Quote the stretch of the piece about Cruse below from "Perhaps getting past" through "to New York City.".

● Text shown

***

Cruse had ambitions to be a cartoonist from the age of 7, though spent a lot of his time pursuing writing.

“I pity the poor editors of national publications who got my submissions when I was 9 years old,” said Cruse. “I was sending humorous verse to the New Yorker and things like that. I had totally unrealistic visions of how quickly I would be embraced as a major talent. I did get in the habit of going through all those rituals of submitting and getting rejected and all that quite early.”

Perhaps getting past the gloomy struggling artist period so early in life helped his course along as a teenager. It was early on in college that he began a subversive path, managing to get a four-page comic book story lampooning the John Birch Society into the literary magazine of Birmingham Southern College in the 1960s. Cruse’s path, however, veered off into theater and comics would have to wait. This path eventually took him out of Alabama, into Pennsylvania and eventually to New York City.

“I allowed myself to be propelled along by the expectations of other people who had pushed me onto grad school,” said Cruse. “I was dissatisfied, I didn’t feel that I knew myself, I didn’t know how to write plays that had any originality. I got in a funk and left college and moved to New York and lived with my hippie friends in the hippie, 1969 environment in New York City.”

***

● Extracted information
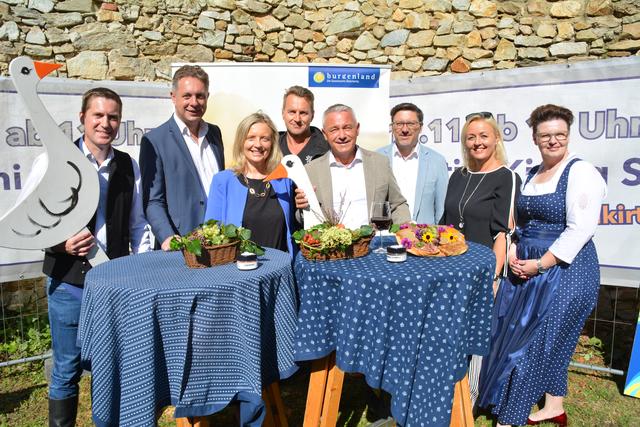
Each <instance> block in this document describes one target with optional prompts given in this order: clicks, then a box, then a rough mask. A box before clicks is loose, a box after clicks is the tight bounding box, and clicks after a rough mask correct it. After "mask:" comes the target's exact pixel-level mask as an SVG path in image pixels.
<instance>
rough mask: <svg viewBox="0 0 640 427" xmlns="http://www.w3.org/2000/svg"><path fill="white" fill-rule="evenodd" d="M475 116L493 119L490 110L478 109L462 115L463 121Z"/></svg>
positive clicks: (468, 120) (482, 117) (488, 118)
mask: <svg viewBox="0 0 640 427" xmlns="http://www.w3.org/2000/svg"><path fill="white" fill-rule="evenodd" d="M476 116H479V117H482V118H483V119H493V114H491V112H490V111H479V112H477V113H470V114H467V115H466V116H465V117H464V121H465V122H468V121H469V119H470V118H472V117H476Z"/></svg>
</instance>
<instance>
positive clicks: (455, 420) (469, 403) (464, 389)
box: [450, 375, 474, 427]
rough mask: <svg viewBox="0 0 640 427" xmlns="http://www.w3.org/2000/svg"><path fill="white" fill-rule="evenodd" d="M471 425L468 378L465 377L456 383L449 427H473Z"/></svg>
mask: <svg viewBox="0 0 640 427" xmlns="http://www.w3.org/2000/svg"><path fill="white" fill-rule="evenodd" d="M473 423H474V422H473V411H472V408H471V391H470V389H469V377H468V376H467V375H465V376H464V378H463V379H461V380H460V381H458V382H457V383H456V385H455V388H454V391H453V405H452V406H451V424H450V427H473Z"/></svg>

***

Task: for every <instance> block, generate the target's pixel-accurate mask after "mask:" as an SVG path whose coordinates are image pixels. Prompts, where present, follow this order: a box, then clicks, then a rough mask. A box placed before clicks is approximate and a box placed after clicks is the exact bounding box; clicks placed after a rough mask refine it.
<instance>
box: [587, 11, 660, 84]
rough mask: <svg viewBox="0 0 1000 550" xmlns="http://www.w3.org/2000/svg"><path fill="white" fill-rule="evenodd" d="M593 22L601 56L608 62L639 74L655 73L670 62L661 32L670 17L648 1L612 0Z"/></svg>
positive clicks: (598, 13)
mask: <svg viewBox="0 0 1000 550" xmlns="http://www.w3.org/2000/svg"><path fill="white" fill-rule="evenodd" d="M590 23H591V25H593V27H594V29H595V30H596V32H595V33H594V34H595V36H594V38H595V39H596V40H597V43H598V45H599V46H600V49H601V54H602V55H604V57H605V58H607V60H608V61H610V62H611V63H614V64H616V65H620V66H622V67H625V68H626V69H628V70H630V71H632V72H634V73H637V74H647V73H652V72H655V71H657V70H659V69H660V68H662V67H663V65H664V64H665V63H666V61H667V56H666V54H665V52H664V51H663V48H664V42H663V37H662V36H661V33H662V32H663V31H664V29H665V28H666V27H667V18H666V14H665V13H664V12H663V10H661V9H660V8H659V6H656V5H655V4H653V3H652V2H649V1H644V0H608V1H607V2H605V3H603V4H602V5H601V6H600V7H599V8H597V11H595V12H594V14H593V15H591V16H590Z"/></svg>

***

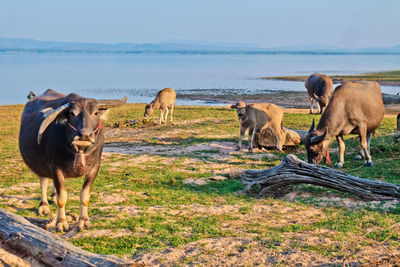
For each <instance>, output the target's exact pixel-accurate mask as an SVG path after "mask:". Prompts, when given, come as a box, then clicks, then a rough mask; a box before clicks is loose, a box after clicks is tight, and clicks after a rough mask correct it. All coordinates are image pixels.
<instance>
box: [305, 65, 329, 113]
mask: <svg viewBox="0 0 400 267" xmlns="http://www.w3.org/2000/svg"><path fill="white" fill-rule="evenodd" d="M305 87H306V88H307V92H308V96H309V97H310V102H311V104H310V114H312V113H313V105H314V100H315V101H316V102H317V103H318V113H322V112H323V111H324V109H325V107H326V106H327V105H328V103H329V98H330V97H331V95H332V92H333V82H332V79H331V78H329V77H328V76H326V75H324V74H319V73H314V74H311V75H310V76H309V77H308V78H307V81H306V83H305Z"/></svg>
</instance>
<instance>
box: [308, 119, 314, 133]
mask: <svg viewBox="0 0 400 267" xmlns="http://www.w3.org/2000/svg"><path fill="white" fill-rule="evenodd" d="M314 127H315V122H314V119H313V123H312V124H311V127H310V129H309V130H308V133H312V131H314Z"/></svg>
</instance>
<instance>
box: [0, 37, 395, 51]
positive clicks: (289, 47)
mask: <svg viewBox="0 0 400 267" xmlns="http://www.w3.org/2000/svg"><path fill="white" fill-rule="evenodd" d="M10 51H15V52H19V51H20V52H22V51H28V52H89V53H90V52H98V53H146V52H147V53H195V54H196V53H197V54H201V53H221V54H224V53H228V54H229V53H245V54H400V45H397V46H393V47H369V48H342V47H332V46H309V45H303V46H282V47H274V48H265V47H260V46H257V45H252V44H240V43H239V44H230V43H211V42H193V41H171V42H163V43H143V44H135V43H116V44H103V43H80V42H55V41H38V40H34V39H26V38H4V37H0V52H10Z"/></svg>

***

● Result for this task
Perhaps getting past the gloomy struggling artist period so early in life helped his course along as a teenager. It was early on in college that he began a subversive path, managing to get a four-page comic book story lampooning the John Birch Society into the literary magazine of Birmingham Southern College in the 1960s. Cruse’s path, however, veered off into theater and comics would have to wait. This path eventually took him out of Alabama, into Pennsylvania and eventually to New York City.